◆ **Texte source**:
★ ★ ★

Lettre à un programmateur

lundi 14 octobre 2013, par Leonor

Cher ami,
 
Je viens vers toi après ce long silence pour te raconter où j’en suis…te raconter un petit peu de moi, de ma vie, de la nouvelle création "Celle qui Creuse".
 
Tout d’abord, j’espère que tu vas bien, que tu réussis à trouver un petit peu de temps pour toi et les tiens. Moi, j’ai été obligé de m’arrêter début juin puisque mes ligaments croisés du genou gauche se sont cassés, cette rupture pour me rappeler que "trop c’est trop…" et que mon "je" dans le "nous" se pose des questions.

★ ★ ★

Enregistrements du jeu de données de pointage:
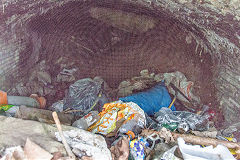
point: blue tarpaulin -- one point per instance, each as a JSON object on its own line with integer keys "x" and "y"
{"x": 152, "y": 100}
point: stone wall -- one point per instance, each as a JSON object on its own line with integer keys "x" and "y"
{"x": 213, "y": 24}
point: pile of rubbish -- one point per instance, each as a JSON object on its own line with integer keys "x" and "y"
{"x": 155, "y": 116}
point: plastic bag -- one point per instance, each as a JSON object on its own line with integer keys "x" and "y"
{"x": 181, "y": 82}
{"x": 169, "y": 155}
{"x": 152, "y": 100}
{"x": 196, "y": 152}
{"x": 137, "y": 147}
{"x": 195, "y": 122}
{"x": 84, "y": 95}
{"x": 131, "y": 114}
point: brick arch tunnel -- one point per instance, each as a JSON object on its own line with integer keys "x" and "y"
{"x": 118, "y": 39}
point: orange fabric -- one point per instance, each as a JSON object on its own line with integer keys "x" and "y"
{"x": 130, "y": 134}
{"x": 3, "y": 97}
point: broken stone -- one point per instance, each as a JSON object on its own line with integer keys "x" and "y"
{"x": 86, "y": 144}
{"x": 33, "y": 151}
{"x": 44, "y": 116}
{"x": 18, "y": 130}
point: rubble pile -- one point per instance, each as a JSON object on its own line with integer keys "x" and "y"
{"x": 156, "y": 116}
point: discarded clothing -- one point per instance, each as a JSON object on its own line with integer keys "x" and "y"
{"x": 152, "y": 100}
{"x": 129, "y": 114}
{"x": 194, "y": 121}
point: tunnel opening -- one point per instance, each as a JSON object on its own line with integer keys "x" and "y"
{"x": 46, "y": 47}
{"x": 116, "y": 41}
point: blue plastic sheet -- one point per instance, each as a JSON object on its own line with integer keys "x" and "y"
{"x": 152, "y": 100}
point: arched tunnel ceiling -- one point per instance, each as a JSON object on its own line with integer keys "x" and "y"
{"x": 212, "y": 27}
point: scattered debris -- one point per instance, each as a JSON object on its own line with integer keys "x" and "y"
{"x": 143, "y": 125}
{"x": 86, "y": 144}
{"x": 120, "y": 151}
{"x": 151, "y": 100}
{"x": 44, "y": 116}
{"x": 86, "y": 121}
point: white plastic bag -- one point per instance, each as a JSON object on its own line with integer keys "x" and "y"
{"x": 195, "y": 152}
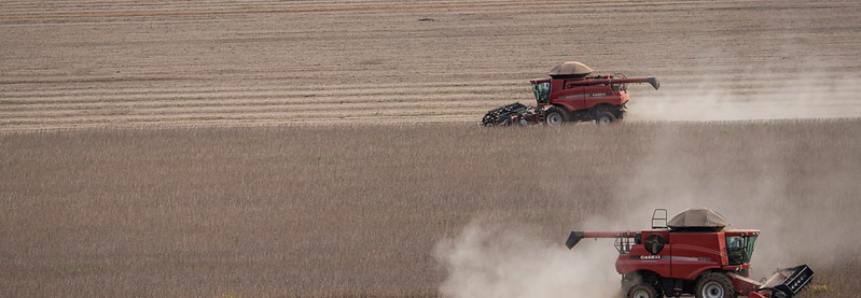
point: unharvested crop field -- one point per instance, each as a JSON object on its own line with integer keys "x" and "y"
{"x": 329, "y": 148}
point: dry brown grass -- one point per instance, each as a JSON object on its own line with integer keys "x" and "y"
{"x": 356, "y": 211}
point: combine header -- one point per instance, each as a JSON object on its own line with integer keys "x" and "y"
{"x": 693, "y": 254}
{"x": 571, "y": 94}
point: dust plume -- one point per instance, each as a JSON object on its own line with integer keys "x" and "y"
{"x": 767, "y": 93}
{"x": 497, "y": 260}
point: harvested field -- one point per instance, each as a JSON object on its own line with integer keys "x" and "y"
{"x": 328, "y": 148}
{"x": 88, "y": 63}
{"x": 359, "y": 211}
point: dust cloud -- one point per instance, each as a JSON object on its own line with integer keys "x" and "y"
{"x": 495, "y": 260}
{"x": 749, "y": 95}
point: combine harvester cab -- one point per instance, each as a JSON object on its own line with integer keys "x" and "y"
{"x": 693, "y": 254}
{"x": 572, "y": 94}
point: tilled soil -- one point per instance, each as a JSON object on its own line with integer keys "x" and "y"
{"x": 90, "y": 63}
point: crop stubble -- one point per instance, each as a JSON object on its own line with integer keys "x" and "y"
{"x": 143, "y": 63}
{"x": 356, "y": 210}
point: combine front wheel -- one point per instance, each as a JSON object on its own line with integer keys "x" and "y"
{"x": 555, "y": 116}
{"x": 643, "y": 290}
{"x": 605, "y": 118}
{"x": 715, "y": 285}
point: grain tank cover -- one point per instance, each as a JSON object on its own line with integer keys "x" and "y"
{"x": 698, "y": 219}
{"x": 570, "y": 69}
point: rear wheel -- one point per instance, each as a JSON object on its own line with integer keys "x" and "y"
{"x": 605, "y": 118}
{"x": 715, "y": 285}
{"x": 555, "y": 116}
{"x": 642, "y": 290}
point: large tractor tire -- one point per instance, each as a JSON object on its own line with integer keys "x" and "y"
{"x": 555, "y": 116}
{"x": 643, "y": 290}
{"x": 605, "y": 118}
{"x": 715, "y": 285}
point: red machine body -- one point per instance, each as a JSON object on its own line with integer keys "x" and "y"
{"x": 704, "y": 261}
{"x": 571, "y": 94}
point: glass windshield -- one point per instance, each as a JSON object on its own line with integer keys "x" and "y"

★ ★ ★

◆ **Travail demandé**:
1. Modifiez les lignes des enregistrements, de celle qui contient "point: crop stubble" jusqu'à la dernière ligne des enregistrements incluse, en remplaçant "rear wheel" par "back wheel". Le reste de ces lignes ne doit pas changer.
2. Poursuivez la lettre au programmateur à partir de l'endroit où elle s'arrête.

◆ **Corrigé de l'exercice**:
1.
point: crop stubble -- one point per instance, each as a JSON object on its own line with integer keys "x" and "y"
{"x": 143, "y": 63}
{"x": 356, "y": 210}
point: combine front wheel -- one point per instance, each as a JSON object on its own line with integer keys "x" and "y"
{"x": 555, "y": 116}
{"x": 643, "y": 290}
{"x": 605, "y": 118}
{"x": 715, "y": 285}
point: grain tank cover -- one point per instance, each as a JSON object on its own line with integer keys "x" and "y"
{"x": 698, "y": 219}
{"x": 570, "y": 69}
point: back wheel -- one point per instance, each as a JSON object on its own line with integer keys "x" and "y"
{"x": 605, "y": 118}
{"x": 715, "y": 285}
{"x": 555, "y": 116}
{"x": 642, "y": 290}
point: large tractor tire -- one point per instance, each as a JSON object on its own line with integer keys "x" and "y"
{"x": 555, "y": 116}
{"x": 643, "y": 290}
{"x": 605, "y": 118}
{"x": 715, "y": 285}
point: red machine body -- one point per instance, each as a JSON object on its own line with integer keys "x" and "y"
{"x": 704, "y": 261}
{"x": 571, "y": 94}
point: glass windshield -- one point per instance, each as a JSON object on its own line with integer keys "x" and "y"

2.
Du coup, j’ai eu du temps pour me plonger dans la chair du sujet. Je suis passée par les mains du chirurgien qui a fait une magnifique petite cicatrice avec trois étoiles. Il a coupé un autre ligament en 4 pour me mettre, comme il dit, une petite corde qui tiendra le tout, si je fais attention à mon "tout"…
Puis, comme cadeau de vacances j’ai eu la chance de passer un mois au Centre de Rééducation
de Treboul. Sauf que, depuis quelques années, ce célèbre lieu magique face à la mer, convoité par de grands sportifs a été transféré dans un nouveau bâtiment, sur l’ancien terrain de la gare, là où on mettait (fut un temps) le cirque. Du coup, les jeunes sportifs n’y vont plus. La mer n’est pas si loin mais pas en face, et nous, les pas-sportifs, sommes devenus les fauves qui tournent en rond avec béquilles, fauteuils et cigarettes au bec autour de la cage aux lions.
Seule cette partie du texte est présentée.